==== Exercise inputs ====

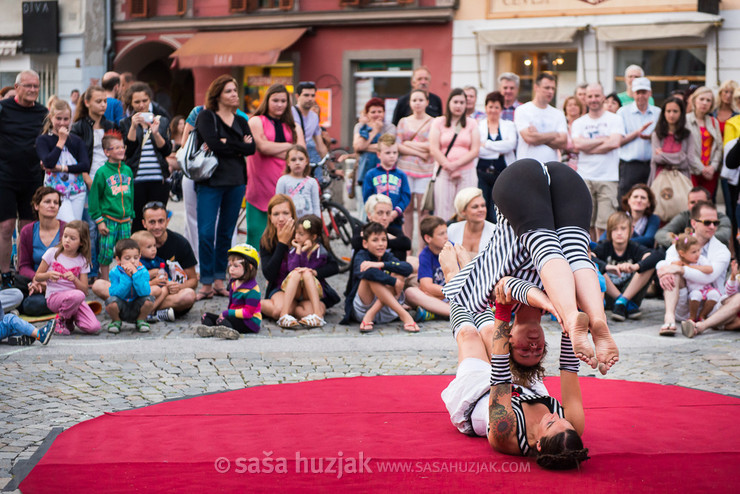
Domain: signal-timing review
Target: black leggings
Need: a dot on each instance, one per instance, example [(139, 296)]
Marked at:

====
==== Exercise inputs ====

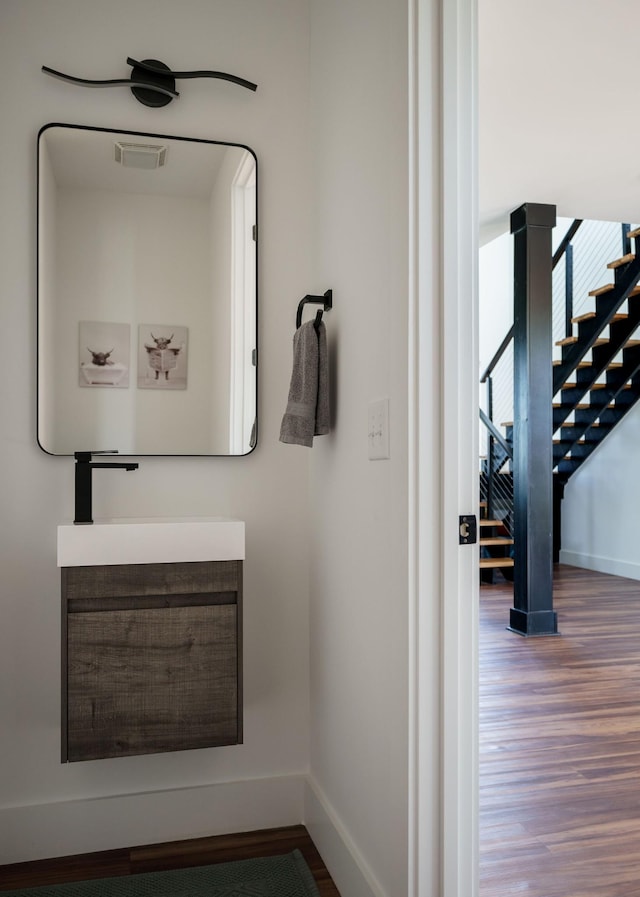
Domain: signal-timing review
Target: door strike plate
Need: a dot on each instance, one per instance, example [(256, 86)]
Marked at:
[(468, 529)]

====
==== Exercise inputs ====

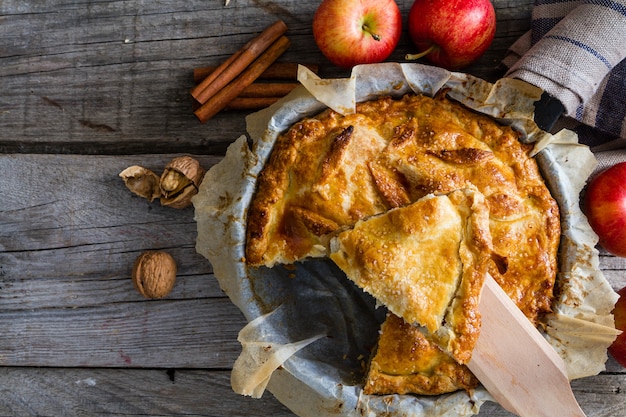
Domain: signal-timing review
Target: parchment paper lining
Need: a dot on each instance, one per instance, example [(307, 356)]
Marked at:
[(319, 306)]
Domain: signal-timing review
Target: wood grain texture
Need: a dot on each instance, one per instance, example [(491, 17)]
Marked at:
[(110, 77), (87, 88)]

====

Show every line of the listing above that contains the string "Target", copying each one in full.

Target: black leggings
Target: door strike plate
Target: parchment paper lining
Target: wood grain texture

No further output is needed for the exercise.